## [SUPPLIED DATA]
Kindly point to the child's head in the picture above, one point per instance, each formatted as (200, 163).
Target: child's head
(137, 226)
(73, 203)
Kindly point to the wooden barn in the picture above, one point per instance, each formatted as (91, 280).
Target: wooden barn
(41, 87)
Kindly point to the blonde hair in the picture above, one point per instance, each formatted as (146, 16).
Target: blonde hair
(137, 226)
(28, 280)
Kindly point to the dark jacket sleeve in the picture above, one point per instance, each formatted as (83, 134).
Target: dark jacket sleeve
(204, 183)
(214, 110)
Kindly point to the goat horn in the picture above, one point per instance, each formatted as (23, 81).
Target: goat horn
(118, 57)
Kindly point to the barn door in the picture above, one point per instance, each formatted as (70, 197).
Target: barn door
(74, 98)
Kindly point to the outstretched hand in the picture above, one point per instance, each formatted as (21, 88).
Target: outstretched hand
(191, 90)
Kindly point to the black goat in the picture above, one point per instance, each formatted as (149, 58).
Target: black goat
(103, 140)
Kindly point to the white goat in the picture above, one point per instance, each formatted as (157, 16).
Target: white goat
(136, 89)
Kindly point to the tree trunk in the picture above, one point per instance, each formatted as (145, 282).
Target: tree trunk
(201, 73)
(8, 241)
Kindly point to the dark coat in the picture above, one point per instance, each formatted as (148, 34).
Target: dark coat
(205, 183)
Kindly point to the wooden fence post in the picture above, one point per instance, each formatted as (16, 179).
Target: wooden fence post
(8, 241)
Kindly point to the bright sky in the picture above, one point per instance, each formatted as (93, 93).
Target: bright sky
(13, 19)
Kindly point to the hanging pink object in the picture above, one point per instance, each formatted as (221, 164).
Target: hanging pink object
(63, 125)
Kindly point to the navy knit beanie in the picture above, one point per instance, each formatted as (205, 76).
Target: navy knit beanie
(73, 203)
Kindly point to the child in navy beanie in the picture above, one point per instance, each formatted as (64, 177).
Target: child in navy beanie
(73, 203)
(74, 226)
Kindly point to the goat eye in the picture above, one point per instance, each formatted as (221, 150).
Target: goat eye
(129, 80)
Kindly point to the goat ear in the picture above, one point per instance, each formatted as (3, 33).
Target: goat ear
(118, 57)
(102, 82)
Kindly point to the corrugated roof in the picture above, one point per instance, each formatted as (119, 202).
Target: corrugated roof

## [WHAT YOU WILL DO]
Print exactly the lines from the one with "Kindly point to the barn" through the end of the data, inclusive.

## [RESPONSE TO THE TASK]
Kindly point to the barn door in the picture above, one point per instance, each formatted as (70, 197).
Target: barn door
(74, 98)
Kindly point to the outstretched hand in the picture above, one point per instance, each formatted as (21, 88).
Target: outstretched hand
(191, 90)
Kindly point to the black goat in the picture above, one point per instance, each formatted as (149, 58).
Target: black goat
(103, 140)
Kindly point to the white goat in the picture above, one point per instance, each formatted as (157, 16).
Target: white goat
(136, 89)
Kindly point to the tree trunk in the picture above, one point per instance, each formatted as (145, 282).
Target: tree trunk
(201, 73)
(8, 241)
Kindly point to the dark coat in the picture above, one point per instance, each formatted as (148, 34).
Target: dark coat
(205, 183)
Kindly point to the wooden fence post in the picture above, one point per instance, each formatted as (16, 179).
Target: wooden fence post
(8, 241)
Kindly point to the bright sky in the picture above, one point per instance, each formatted as (93, 93).
Target: bright sky
(13, 19)
Kindly point to the hanging pink object in the picture above, one point per instance, each formatted as (221, 164).
Target: hanging pink object
(63, 125)
Kindly point to the navy knit beanie in the picture above, one point per instance, each formatted as (205, 76).
Target: navy knit beanie
(73, 203)
Kindly point to the child in navy beanie in the picture above, one point per instance, each formatted as (64, 177).
Target: child in navy beanie
(73, 203)
(74, 226)
Kindly point to the goat eye in the picture above, one point per instance, each formatted as (221, 150).
Target: goat eye
(129, 80)
Kindly point to the goat ear in the picture above, one point per instance, each formatted as (3, 33).
Target: goat ear
(118, 57)
(102, 82)
Kindly point to the corrugated roof in the picture above, one point per instance, each formatted as (119, 202).
Target: corrugated roof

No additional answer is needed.